Count the lines below that hold the word "neck" and say how many, with no other text.

(Source data):
.....

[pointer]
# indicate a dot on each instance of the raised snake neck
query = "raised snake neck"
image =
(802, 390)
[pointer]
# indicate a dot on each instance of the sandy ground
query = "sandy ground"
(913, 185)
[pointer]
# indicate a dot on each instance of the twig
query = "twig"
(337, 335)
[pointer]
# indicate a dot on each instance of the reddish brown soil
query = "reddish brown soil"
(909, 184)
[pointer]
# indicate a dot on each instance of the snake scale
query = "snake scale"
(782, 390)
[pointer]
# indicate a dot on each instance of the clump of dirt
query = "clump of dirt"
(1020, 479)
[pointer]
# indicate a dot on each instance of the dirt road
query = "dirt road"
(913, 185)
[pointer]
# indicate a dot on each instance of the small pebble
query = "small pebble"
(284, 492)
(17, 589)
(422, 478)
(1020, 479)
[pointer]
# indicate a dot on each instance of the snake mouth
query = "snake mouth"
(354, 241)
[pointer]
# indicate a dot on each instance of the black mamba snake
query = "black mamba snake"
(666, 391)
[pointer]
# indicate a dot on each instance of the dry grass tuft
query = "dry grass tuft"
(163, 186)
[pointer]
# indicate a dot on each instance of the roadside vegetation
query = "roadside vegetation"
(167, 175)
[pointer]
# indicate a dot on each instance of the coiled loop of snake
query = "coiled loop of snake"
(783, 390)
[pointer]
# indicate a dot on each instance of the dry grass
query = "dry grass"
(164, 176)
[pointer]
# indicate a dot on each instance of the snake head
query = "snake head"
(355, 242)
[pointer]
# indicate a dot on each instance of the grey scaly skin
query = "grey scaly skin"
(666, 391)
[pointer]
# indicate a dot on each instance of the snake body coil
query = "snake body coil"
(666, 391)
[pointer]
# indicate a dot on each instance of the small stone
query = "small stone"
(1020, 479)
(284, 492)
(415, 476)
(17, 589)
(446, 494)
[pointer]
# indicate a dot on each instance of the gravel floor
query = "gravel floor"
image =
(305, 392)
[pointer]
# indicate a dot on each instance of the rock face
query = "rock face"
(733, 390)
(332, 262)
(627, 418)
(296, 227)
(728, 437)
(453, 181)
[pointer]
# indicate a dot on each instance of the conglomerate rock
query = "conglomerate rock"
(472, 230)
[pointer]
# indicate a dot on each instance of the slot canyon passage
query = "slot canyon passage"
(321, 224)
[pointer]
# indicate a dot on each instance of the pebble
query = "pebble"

.....

(Exercise result): 2